Records supplied:
==========

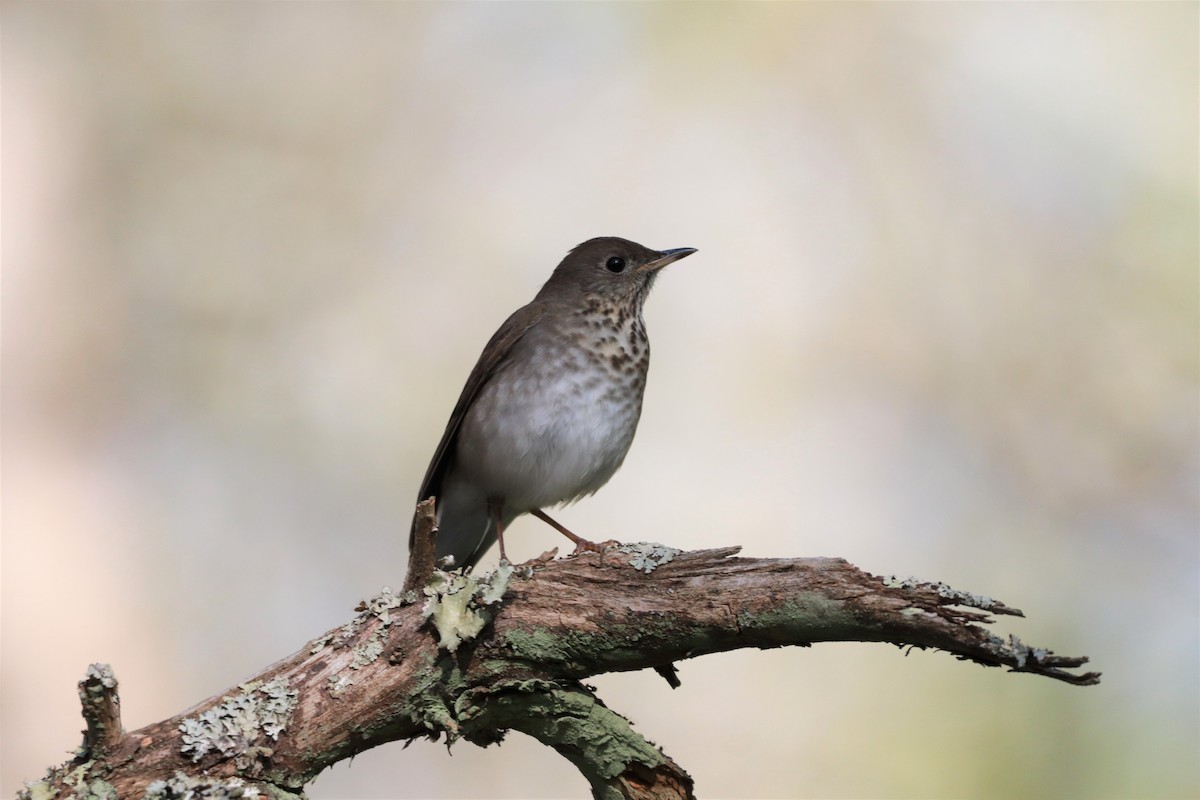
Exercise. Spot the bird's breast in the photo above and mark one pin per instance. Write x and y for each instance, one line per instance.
(556, 421)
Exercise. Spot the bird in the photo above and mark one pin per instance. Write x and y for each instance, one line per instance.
(550, 409)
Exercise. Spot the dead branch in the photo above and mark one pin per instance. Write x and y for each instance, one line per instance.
(473, 656)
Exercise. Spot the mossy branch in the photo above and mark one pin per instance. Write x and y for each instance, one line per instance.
(471, 657)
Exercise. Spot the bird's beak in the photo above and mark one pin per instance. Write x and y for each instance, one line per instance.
(666, 257)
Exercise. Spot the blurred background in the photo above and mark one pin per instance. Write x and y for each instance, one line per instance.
(943, 323)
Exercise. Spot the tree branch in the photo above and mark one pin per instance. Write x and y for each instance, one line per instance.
(473, 656)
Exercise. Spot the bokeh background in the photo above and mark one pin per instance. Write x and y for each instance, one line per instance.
(943, 322)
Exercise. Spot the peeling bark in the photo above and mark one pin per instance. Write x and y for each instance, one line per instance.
(474, 657)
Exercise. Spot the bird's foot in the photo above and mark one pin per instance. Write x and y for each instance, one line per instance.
(585, 546)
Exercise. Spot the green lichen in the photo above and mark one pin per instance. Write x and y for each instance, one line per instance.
(235, 726)
(460, 606)
(184, 787)
(597, 739)
(647, 557)
(81, 782)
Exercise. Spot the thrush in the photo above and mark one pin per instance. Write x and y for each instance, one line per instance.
(550, 410)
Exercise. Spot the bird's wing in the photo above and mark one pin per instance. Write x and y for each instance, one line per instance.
(495, 355)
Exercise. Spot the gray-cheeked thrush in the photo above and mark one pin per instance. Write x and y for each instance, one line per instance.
(550, 409)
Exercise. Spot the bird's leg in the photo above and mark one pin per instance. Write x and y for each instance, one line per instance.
(581, 543)
(496, 509)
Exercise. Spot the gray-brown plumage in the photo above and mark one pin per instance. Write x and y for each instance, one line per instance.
(550, 409)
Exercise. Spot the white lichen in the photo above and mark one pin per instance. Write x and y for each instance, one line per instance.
(647, 557)
(235, 725)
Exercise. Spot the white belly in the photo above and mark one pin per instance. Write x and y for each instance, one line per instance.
(550, 435)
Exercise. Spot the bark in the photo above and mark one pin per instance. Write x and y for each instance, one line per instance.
(471, 657)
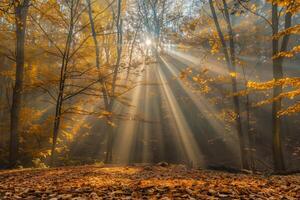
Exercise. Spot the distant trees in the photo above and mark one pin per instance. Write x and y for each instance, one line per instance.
(230, 61)
(21, 11)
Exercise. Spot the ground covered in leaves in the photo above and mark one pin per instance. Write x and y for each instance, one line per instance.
(150, 182)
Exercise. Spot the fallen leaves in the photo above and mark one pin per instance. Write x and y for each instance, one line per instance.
(150, 182)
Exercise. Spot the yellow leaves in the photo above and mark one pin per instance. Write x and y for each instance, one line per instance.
(112, 124)
(185, 73)
(290, 110)
(105, 114)
(293, 82)
(233, 74)
(293, 30)
(288, 54)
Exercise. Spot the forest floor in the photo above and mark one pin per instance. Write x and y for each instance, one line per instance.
(150, 182)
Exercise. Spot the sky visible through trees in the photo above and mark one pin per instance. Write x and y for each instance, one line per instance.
(203, 83)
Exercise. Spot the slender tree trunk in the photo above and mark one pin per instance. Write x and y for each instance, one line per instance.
(231, 68)
(109, 152)
(63, 77)
(21, 11)
(279, 164)
(131, 51)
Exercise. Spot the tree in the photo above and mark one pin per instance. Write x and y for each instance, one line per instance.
(21, 10)
(230, 61)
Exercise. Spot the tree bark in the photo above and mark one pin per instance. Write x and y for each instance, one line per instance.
(21, 11)
(278, 159)
(230, 61)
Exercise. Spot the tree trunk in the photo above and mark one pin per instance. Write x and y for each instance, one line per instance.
(230, 60)
(21, 11)
(110, 139)
(278, 159)
(63, 77)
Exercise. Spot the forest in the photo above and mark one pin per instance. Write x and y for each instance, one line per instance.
(162, 97)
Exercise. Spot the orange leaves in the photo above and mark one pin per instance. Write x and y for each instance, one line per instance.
(294, 83)
(288, 54)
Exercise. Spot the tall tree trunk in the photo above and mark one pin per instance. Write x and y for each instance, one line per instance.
(230, 61)
(278, 159)
(110, 139)
(21, 11)
(132, 50)
(63, 77)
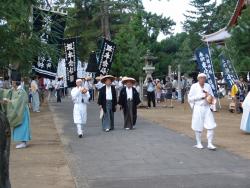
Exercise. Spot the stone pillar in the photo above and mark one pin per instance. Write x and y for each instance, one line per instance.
(179, 82)
(4, 151)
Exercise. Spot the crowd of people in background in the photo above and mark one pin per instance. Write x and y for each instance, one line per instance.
(124, 91)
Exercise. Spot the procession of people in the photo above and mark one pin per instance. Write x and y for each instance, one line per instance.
(121, 93)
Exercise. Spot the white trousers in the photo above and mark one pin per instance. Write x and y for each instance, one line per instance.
(210, 136)
(79, 129)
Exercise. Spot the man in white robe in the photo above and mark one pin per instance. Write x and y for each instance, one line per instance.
(80, 97)
(202, 115)
(245, 120)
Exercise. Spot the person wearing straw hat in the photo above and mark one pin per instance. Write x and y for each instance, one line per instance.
(200, 98)
(80, 97)
(17, 111)
(128, 100)
(107, 101)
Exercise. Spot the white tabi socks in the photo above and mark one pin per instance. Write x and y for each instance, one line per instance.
(198, 140)
(210, 136)
(79, 130)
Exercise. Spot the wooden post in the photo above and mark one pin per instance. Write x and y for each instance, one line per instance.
(4, 151)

==========

To be done:
Rewrite the material from the line with "Exercise. Spot the wooden" up to and including the last line, keeping the requests unchanged and adding 111 to every coordinate in the answers.

The reply:
Exercise. Spot the wooden post in the photo above and mark one pin per instance. Write x and y for each instance, one line per instance.
(115, 262)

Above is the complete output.